Exercise description:
From the listing below, copy only the lines running from the line that contains "For every <instance>" to the line that contains "positive clicks: (37, 135)", both included.

Records supplied:
------------------------

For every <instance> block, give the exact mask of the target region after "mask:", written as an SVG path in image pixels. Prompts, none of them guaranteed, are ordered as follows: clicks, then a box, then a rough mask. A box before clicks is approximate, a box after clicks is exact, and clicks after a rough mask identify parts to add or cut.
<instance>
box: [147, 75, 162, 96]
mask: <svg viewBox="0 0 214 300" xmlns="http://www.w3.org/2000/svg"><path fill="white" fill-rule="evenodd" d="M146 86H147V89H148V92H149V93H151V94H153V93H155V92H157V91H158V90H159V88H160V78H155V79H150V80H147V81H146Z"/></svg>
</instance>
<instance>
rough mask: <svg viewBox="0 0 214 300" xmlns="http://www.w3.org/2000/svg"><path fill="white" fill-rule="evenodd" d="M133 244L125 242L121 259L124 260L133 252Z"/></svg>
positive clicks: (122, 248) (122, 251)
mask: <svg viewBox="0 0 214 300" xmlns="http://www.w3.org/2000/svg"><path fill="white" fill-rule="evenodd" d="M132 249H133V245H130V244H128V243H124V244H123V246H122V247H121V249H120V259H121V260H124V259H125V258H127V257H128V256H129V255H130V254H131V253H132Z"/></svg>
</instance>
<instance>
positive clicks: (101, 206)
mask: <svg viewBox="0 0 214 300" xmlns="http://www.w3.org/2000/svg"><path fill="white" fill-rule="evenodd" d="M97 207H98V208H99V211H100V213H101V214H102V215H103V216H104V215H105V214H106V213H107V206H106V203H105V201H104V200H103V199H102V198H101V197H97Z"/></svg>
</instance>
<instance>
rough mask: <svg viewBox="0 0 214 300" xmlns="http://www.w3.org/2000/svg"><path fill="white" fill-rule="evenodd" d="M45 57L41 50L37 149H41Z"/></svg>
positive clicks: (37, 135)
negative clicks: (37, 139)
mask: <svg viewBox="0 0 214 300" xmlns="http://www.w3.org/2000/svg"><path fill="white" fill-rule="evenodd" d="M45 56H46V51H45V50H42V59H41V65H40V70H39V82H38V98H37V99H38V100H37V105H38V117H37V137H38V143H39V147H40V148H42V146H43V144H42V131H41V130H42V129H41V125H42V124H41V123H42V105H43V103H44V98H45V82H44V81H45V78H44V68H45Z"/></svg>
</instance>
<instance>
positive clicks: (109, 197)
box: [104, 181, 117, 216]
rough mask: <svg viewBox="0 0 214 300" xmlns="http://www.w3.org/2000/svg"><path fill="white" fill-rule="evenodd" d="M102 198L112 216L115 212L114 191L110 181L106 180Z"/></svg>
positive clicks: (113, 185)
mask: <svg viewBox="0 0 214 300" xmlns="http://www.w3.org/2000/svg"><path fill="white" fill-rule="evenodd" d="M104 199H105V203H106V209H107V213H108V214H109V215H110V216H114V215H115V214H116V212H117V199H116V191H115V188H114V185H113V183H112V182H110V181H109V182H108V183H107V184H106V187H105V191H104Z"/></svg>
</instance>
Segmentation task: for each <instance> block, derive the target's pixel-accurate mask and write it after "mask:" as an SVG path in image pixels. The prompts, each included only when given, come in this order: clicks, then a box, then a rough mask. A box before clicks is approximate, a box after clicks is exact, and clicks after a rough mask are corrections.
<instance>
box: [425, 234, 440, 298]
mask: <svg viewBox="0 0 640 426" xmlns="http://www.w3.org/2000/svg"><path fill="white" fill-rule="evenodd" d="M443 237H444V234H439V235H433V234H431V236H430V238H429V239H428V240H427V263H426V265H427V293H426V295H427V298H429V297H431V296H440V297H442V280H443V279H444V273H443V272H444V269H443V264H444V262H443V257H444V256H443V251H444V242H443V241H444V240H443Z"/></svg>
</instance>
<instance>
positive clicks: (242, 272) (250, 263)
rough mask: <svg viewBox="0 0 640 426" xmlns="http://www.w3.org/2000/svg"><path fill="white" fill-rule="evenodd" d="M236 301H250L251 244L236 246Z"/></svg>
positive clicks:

------------------------

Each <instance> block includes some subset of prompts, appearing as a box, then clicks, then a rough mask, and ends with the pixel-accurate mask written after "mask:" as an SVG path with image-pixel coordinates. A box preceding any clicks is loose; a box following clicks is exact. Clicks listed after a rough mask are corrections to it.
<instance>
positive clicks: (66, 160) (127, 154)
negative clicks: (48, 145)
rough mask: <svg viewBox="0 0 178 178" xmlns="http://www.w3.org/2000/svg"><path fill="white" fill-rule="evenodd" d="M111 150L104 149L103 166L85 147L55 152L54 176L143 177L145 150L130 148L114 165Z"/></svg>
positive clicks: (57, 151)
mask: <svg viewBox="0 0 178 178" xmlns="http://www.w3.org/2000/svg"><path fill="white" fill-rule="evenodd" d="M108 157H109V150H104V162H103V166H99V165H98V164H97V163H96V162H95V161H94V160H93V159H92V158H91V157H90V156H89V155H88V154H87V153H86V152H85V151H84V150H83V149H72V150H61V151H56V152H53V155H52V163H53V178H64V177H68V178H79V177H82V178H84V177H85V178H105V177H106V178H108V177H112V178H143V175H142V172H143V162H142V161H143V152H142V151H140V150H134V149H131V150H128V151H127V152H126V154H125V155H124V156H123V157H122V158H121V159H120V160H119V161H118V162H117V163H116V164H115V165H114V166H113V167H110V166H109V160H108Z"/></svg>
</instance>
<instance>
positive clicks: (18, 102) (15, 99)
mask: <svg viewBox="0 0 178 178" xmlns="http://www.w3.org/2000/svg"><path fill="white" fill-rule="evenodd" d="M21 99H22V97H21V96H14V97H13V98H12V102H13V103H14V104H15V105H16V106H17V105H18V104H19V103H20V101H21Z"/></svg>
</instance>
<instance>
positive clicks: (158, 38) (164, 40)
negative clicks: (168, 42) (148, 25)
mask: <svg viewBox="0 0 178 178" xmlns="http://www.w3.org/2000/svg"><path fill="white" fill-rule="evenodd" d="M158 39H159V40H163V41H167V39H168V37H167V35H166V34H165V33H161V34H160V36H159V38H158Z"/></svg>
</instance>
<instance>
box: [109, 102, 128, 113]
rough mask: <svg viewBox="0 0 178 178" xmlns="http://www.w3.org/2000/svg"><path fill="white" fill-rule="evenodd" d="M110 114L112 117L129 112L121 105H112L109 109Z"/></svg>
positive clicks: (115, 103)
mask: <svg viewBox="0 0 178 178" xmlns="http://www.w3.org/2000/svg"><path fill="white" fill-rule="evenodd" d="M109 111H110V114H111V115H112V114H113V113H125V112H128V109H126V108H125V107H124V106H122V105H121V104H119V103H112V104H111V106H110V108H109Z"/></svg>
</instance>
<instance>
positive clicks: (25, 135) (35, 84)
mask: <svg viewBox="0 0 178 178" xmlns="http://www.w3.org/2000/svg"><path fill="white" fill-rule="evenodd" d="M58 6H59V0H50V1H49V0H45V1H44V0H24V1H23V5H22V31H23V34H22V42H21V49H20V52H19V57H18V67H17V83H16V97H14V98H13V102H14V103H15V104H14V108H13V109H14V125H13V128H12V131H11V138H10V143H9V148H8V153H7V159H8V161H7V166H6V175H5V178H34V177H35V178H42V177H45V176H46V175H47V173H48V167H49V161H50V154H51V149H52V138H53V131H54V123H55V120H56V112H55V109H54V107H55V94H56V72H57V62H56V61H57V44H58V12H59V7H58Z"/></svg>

------------------------

Solution to the exercise:
For every <instance> block, give the exact mask of the target region after "mask:", written as an SVG path in image pixels. Prompts, none of them guaranteed, are ordered as follows: clicks, then a box, then a rough mask. A box before clicks is approximate, a box after clicks is exact, and clicks after a rough mask identify parts to add or cut.
<instance>
box: [147, 75, 162, 96]
mask: <svg viewBox="0 0 214 300" xmlns="http://www.w3.org/2000/svg"><path fill="white" fill-rule="evenodd" d="M146 86H147V89H148V92H149V93H151V94H153V93H155V92H157V91H158V90H159V88H160V78H155V79H150V80H147V81H146Z"/></svg>
</instance>
<instance>
rough mask: <svg viewBox="0 0 214 300" xmlns="http://www.w3.org/2000/svg"><path fill="white" fill-rule="evenodd" d="M133 244L125 242L121 259L124 260L133 252Z"/></svg>
positive clicks: (122, 248) (122, 251)
mask: <svg viewBox="0 0 214 300" xmlns="http://www.w3.org/2000/svg"><path fill="white" fill-rule="evenodd" d="M132 249H133V245H130V244H128V243H124V244H123V246H122V247H121V249H120V259H121V260H124V259H125V258H127V257H128V256H129V255H130V254H131V253H132Z"/></svg>
</instance>
<instance>
positive clicks: (101, 206)
mask: <svg viewBox="0 0 214 300" xmlns="http://www.w3.org/2000/svg"><path fill="white" fill-rule="evenodd" d="M97 207H98V208H99V211H100V213H101V214H102V215H103V216H104V215H105V214H106V213H107V206H106V203H105V201H104V200H103V199H102V198H101V197H97Z"/></svg>
</instance>
<instance>
rough mask: <svg viewBox="0 0 214 300" xmlns="http://www.w3.org/2000/svg"><path fill="white" fill-rule="evenodd" d="M45 57L41 50L37 149H41Z"/></svg>
positive clicks: (37, 135)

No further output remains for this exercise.